■ Source information:
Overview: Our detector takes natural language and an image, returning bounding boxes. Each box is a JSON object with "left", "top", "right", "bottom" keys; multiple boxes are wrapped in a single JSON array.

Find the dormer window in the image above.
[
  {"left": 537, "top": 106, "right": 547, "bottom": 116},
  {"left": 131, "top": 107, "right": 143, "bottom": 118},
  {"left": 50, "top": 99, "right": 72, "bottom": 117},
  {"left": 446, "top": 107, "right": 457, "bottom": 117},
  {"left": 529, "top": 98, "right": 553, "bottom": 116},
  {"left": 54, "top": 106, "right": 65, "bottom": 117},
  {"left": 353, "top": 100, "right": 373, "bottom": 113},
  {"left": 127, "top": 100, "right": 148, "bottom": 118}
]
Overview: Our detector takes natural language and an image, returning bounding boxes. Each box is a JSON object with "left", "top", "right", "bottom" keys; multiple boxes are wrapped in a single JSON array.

■ Task item:
Copy out, word for word, only the lines from the one with "Find the dormer window in the image above." through the last line of the material above.

■ Finished task:
Find the dormer window in the image above.
[
  {"left": 537, "top": 106, "right": 547, "bottom": 116},
  {"left": 131, "top": 107, "right": 143, "bottom": 118},
  {"left": 50, "top": 99, "right": 72, "bottom": 117},
  {"left": 446, "top": 107, "right": 457, "bottom": 117},
  {"left": 529, "top": 98, "right": 553, "bottom": 116},
  {"left": 54, "top": 106, "right": 65, "bottom": 117},
  {"left": 353, "top": 100, "right": 373, "bottom": 113},
  {"left": 127, "top": 100, "right": 148, "bottom": 118}
]
Overview: Our detector takes natural language and an image, returning bounding boxes. Each box is a JSON object with "left", "top", "right", "bottom" keys; multiple boxes are wrapped in a single JSON array.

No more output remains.